**Exercise data**
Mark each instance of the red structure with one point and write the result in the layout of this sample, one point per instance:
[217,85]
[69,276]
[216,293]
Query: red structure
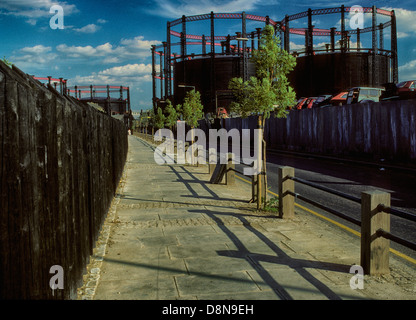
[335,64]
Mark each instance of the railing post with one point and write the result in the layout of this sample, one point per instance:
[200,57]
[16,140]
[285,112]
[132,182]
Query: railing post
[230,173]
[374,249]
[286,190]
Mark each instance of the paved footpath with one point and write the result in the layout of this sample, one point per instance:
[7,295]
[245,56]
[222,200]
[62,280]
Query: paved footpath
[170,234]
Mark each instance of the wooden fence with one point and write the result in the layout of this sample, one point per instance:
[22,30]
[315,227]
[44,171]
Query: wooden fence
[60,165]
[368,130]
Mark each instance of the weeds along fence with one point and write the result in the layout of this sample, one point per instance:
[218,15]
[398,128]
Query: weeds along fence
[60,165]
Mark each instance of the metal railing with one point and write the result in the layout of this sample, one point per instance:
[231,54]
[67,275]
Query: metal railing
[381,225]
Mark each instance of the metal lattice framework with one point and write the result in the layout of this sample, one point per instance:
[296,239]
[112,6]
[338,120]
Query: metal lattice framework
[167,59]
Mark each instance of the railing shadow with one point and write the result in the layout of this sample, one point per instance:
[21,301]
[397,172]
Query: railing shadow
[254,259]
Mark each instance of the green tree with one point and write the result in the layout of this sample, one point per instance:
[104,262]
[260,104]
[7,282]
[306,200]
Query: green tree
[158,119]
[268,92]
[7,62]
[192,108]
[172,115]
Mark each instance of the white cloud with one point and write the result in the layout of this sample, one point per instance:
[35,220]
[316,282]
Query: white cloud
[128,70]
[90,28]
[34,57]
[127,75]
[135,48]
[33,9]
[406,22]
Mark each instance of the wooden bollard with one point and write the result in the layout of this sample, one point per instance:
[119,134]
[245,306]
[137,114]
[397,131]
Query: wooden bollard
[374,249]
[230,174]
[286,187]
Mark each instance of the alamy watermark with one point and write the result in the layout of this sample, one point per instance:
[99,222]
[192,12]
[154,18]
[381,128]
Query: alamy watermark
[57,20]
[57,281]
[196,152]
[357,281]
[356,17]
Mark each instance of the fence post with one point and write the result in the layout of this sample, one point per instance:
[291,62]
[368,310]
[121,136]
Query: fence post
[286,190]
[374,249]
[230,173]
[212,160]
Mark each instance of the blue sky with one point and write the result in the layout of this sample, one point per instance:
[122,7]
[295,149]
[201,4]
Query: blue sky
[108,42]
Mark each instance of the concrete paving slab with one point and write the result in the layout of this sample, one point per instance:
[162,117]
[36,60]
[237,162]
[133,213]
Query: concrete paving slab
[154,288]
[213,284]
[175,236]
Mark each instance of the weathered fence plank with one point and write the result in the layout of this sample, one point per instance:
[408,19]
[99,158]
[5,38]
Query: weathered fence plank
[60,163]
[370,130]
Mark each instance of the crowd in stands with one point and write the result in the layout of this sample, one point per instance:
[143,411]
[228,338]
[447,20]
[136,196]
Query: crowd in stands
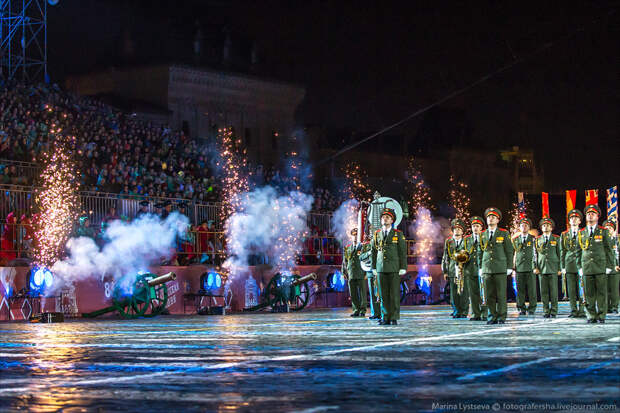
[117,153]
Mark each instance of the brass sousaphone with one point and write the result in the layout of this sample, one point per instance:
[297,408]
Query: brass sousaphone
[370,214]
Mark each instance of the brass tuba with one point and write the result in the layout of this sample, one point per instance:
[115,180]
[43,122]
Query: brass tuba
[461,257]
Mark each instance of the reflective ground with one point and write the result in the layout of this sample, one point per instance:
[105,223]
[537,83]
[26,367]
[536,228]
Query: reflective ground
[311,361]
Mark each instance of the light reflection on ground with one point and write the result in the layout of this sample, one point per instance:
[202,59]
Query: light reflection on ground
[321,360]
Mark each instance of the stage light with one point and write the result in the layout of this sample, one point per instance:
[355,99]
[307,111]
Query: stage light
[40,279]
[210,281]
[423,282]
[336,281]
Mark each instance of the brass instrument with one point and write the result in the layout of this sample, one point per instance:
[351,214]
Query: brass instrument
[461,257]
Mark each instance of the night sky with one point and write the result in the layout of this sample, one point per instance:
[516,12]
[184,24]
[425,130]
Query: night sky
[366,65]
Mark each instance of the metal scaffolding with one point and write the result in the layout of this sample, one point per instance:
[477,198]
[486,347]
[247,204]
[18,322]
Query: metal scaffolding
[23,40]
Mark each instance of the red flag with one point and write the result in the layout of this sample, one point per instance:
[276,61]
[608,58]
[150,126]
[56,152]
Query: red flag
[591,197]
[545,205]
[571,202]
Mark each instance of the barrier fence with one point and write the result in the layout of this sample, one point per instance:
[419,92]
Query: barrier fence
[16,241]
[196,246]
[96,205]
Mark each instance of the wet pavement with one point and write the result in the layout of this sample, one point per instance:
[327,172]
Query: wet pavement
[312,361]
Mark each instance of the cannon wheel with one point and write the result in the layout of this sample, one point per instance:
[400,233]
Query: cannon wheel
[404,289]
[157,300]
[301,296]
[272,294]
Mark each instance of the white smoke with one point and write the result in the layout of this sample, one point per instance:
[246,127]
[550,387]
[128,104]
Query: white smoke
[130,247]
[345,219]
[267,224]
[428,236]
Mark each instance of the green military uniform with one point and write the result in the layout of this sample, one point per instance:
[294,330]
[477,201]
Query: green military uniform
[594,258]
[495,255]
[389,257]
[523,265]
[473,280]
[373,285]
[547,262]
[351,267]
[449,267]
[569,247]
[613,279]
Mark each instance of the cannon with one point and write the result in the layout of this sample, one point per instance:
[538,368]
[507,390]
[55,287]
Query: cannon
[146,296]
[285,290]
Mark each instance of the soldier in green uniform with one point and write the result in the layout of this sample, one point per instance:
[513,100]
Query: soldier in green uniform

**What you should do**
Repeat each entry above word for word, leaving every picture out.

**Response**
Mark each instance of the red structure with one point and write the result in the layout of this sample, one point per instance:
[217,85]
[69,276]
[216,293]
Query: red structure
[335,64]
Mark each instance of the railing post with one point and write the result in the layout of this sample, one point per instance:
[200,57]
[16,140]
[285,112]
[132,182]
Query: railing post
[230,173]
[374,249]
[286,190]
Mark each instance of the paved footpath with one point and write the result in the layout of this sample, one point per instance:
[7,295]
[245,56]
[222,200]
[62,280]
Query: paved footpath
[170,234]
Mark each instance of the wooden fence with one point and write the result in the layout of this sample, one point per instance:
[22,30]
[315,227]
[44,171]
Query: wooden fence
[60,165]
[368,130]
Mark each instance of the weeds along fence with one point and write the result in the layout of this sample, one point per instance:
[218,15]
[398,128]
Query: weeds along fence
[60,165]
Mark each instance of the metal railing with one point and write the result in the layout of this sample, one point per instance:
[231,54]
[67,275]
Query: metal railing
[381,225]
Mark each instance of the metal lattice framework with one point and write the result in the layout of this sample, one point per instance:
[296,239]
[112,6]
[338,120]
Query: metal lattice framework
[167,59]
Mark each instance of the railing shadow with one point and write the result in the layout of this sample, one point per instance:
[21,301]
[397,172]
Query: railing shadow
[254,259]
Mark each instance of the green tree with one point and write the result in the layout of this sample, one point per instance:
[104,262]
[260,104]
[7,282]
[306,200]
Query: green tree
[158,119]
[268,92]
[7,62]
[192,108]
[172,115]
Mark each instance of the white cloud with one point and write the result in the layout of this sample, one point per instance:
[35,220]
[316,282]
Query: white cloud
[128,70]
[90,28]
[34,57]
[127,75]
[135,48]
[33,9]
[406,22]
Mark each instance of the wooden bollard with one point and write the result in the layout of this sample, one point per instance:
[119,134]
[245,306]
[137,114]
[397,131]
Query: wooden bollard
[374,249]
[230,174]
[286,187]
Mark each instance of the alamy watermark with one point and write the result in the layout of this sample, one point per instance:
[99,222]
[192,12]
[154,18]
[381,128]
Query: alamy watermark
[57,20]
[57,281]
[196,152]
[357,281]
[356,17]
Mark each instance of the fence post with one point and write the result in the layout of this sample, one point per instance:
[291,62]
[368,310]
[121,136]
Query: fence post
[286,190]
[374,249]
[230,173]
[212,160]
Mark each instance of the blue sky with one point and write the result in the layout of this sample, one point per instance:
[122,7]
[295,149]
[201,4]
Query: blue sky
[108,42]
Mark each instance of the concrete paving slab with one point and write the result in the layout of this sample, one point per instance:
[162,117]
[36,60]
[237,162]
[133,213]
Query: concrete paving slab
[154,288]
[213,284]
[175,236]
Mark each instance of the weathered fence plank with one point and write the result in the layout of this sample, one point per instance:
[408,19]
[99,158]
[5,38]
Query: weathered fence plank
[60,163]
[370,130]
Mark each instance of the crowd in stands with one point and write the result in the layout of this sample, one point per instance:
[143,411]
[228,338]
[447,20]
[136,196]
Query: crowd in stands
[117,153]
Mark each instance of the brass sousaphone with one point and write the result in the layout of this sample, one point per instance:
[297,408]
Query: brass sousaphone
[370,214]
Mark each instance of the brass tuba with one point and write the result in the layout of this sample, one point per instance:
[115,180]
[43,122]
Query: brass tuba
[461,257]
Mark each instance of the reflective ground with one point and write the result in the layout of this sample, one point per instance:
[105,223]
[537,83]
[26,367]
[536,228]
Query: reflective ground
[311,361]
Mark each instance of the light reflection on ground with one point and write the result in the layout of this sample, one point per instance:
[202,59]
Query: light reflection on ground
[321,360]
Mark each instance of the stage light with one point and write the result in the layout of this sample, one point per instance:
[355,99]
[307,111]
Query: stage light
[40,279]
[210,281]
[423,282]
[336,281]
Mark each instance of the brass instrument with one point and write the result in the layout of this sample, one point per instance:
[351,214]
Query: brass instrument
[461,257]
Mark each instance of the night sky with one point and write the result in the layout of this sample, one point per instance:
[516,12]
[184,24]
[425,130]
Query: night sky
[366,65]
Mark each instance of the metal scaffolding with one point and write the result in the layout of this sample, one point per instance:
[477,198]
[486,347]
[247,204]
[18,322]
Query: metal scaffolding
[23,40]
Mark each instance of the red flag with one point and write the result in the layout of this sample, one point per instance:
[276,61]
[608,58]
[150,126]
[56,152]
Query: red flag
[591,197]
[545,205]
[571,202]
Mark each instance of the barrier fence with one point and write the result in the layout of this sample, one point per instance:
[419,92]
Query: barrier fence
[16,241]
[196,246]
[96,205]
Mark each instance of the wet pavement with one point and write the result in the layout of this sample, one point per instance:
[327,172]
Query: wet pavement
[312,361]
Mark each instance of the cannon wheel with one point and write the result in the layout of this sample, one point per instance:
[400,233]
Query: cannon wheel
[404,289]
[157,300]
[301,296]
[272,294]
Mark each instance of the white smoke with one point and write the result in the layout of this sample, one point per instance:
[246,127]
[550,387]
[128,104]
Query: white smoke
[130,247]
[345,219]
[267,224]
[428,236]
Mark each instance of the green military uniform with one point and write the result in the layout of this sample, one point per instance:
[294,330]
[477,201]
Query: green military uniform
[594,258]
[495,255]
[389,257]
[523,265]
[473,280]
[373,285]
[547,262]
[351,267]
[449,267]
[569,247]
[613,279]
Mark each instance of the cannon with one point and write the result in the layout of this sample, one point per instance:
[538,368]
[507,390]
[55,287]
Query: cannon
[146,296]
[285,290]
Mark each instance of the soldier in green uniform with one point and write the result in the layout of this sample, one point per instance:
[513,100]
Query: soldier in green uniform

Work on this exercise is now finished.